## [Text block]
That Mad Men takes place in the 1960s is no accident. The creator, Matthew Weiner, could have made a series about modern advertising executives, but he chose not to. By showing us the differences between Don Draper’s time and ours, Mad Men deftly underscores the ways in which we aren’t so different after all. One thing does stand out, however, at least for me. Every time I watch the show, I find myself asking, “Were these people just stupid?”
Let me explain myself. I don’t actually think that the people on the show are idiots. Nonetheless, sometimes they just seem so dense. There are things in their world that it seems like they ought to know, but, for some reason, don’t.
For instance, here in the twenty-first century we know that one of the most successful ad campaigns of all times is Marlboro’s use of the “Marlboro Man.” Cowboy hat pulled low to shade his squinty gaze, he stares into the empty distance, alone in rugged country—the Marlboro Man is still an iconic figure, even though he hasn’t been seen in a decade. The campaign traded on the notion of smoking as manly, the smoker as a hardy individualist. It was a runaway success.
Why is it, then, that when advertising genius Don Draper is presented with a similar idea by his firm’s research department, he rejects it? Maybe we wouldn’t have known at first sight that it was a good idea for a campaign, but it seems we could reasonably expect Don to know—yet he doesn’t. What’s more, Pete Campbell, the junior man on the team, does see the potential of the angle. What’s going on?1
Let’s use that case, and others like it, to examine exactly what it takes to know something. As we’ll see, Don’s a smart guy, but what he does and even can know is limited by the resources available at his particular time and place in history. Like any effective salesman, though, I need to wind up a bit and get a good lead-in before I can sell you on the bottom line. So before we get to the part where I try to convince you that we’re all blinkered by time and place, let’s start with something a little more general: What do we mean when we say we “know” something?2

“He Could Be Batman for All We Know”

In “Marriage of Figaro” (episode 103), Harry Crane points out to his co-worker Pete Campbell how little they really know about their boss, Don Draper. “Draper? Who knows anything about that guy? No one’s ever lifted that rock. He could be Batman for all we know.” Pete shrugs the comment off, but Harry’s right—they don’t know much about Don, because he doesn’t really talk about himself. He doesn’t give them anything to go on. The junior account executives could sit around making guesses about Don if they wanted. But at the end of the day, even if some of their guesses turned out to be correct (without their realizing it), they still wouldn’t know anything because, right or wrong, they wouldn’t have any reasons.

## [Data shown]
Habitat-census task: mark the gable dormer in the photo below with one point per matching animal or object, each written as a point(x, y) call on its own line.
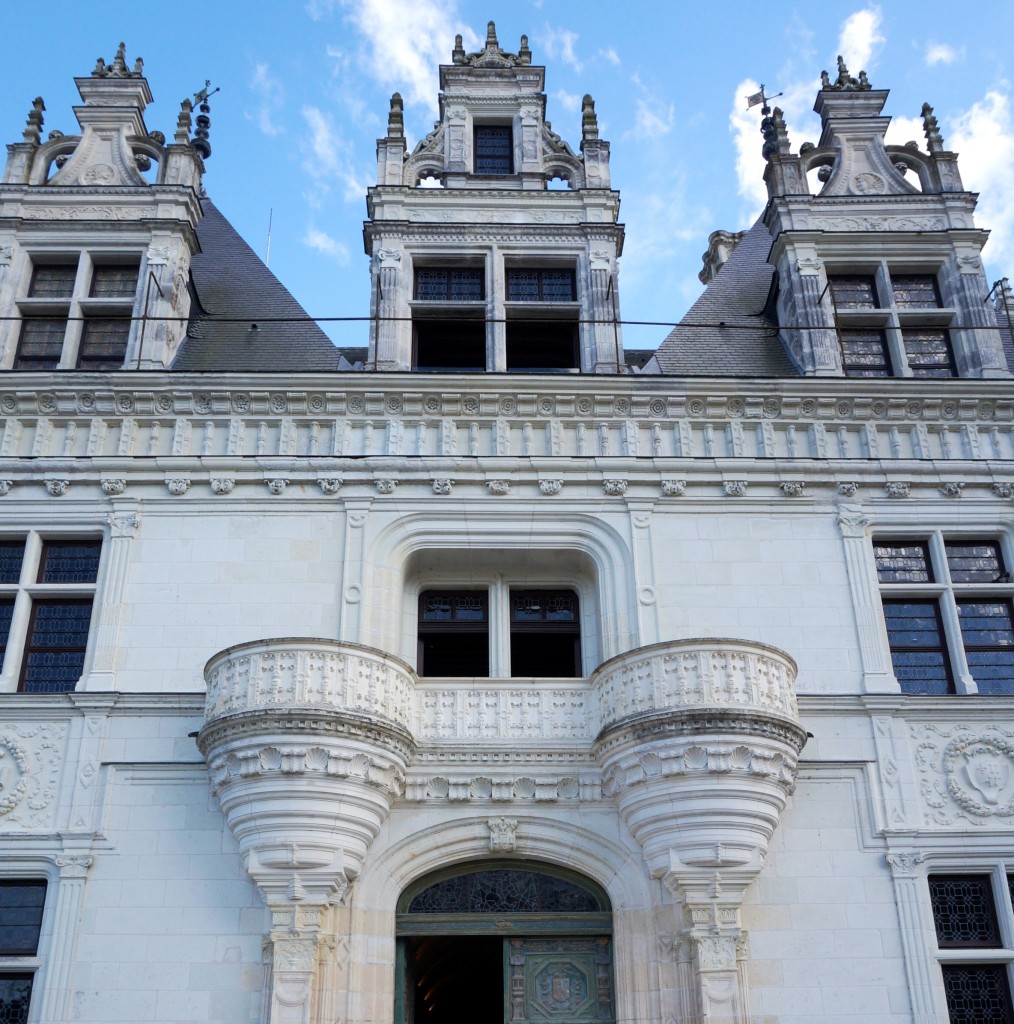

## [Task to carry out]
Rewrite the Mad Men text starting at "Let me explain" and ending at "a runaway success.", swapping "dense" for "obtuse". The listing has no connection to the Mad Men text.

## [Exercise output]
Let me explain myself. I don’t actually think that the people on the show are idiots. Nonetheless, sometimes they just seem so obtuse. There are things in their world that it seems like they ought to know, but, for some reason, don’t.
For instance, here in the twenty-first century we know that one of the most successful ad campaigns of all times is Marlboro’s use of the “Marlboro Man.” Cowboy hat pulled low to shade his squinty gaze, he stares into the empty distance, alone in rugged country—the Marlboro Man is still an iconic figure, even though he hasn’t been seen in a decade. The campaign traded on the notion of smoking as manly, the smoker as a hardy individualist. It was a runaway success.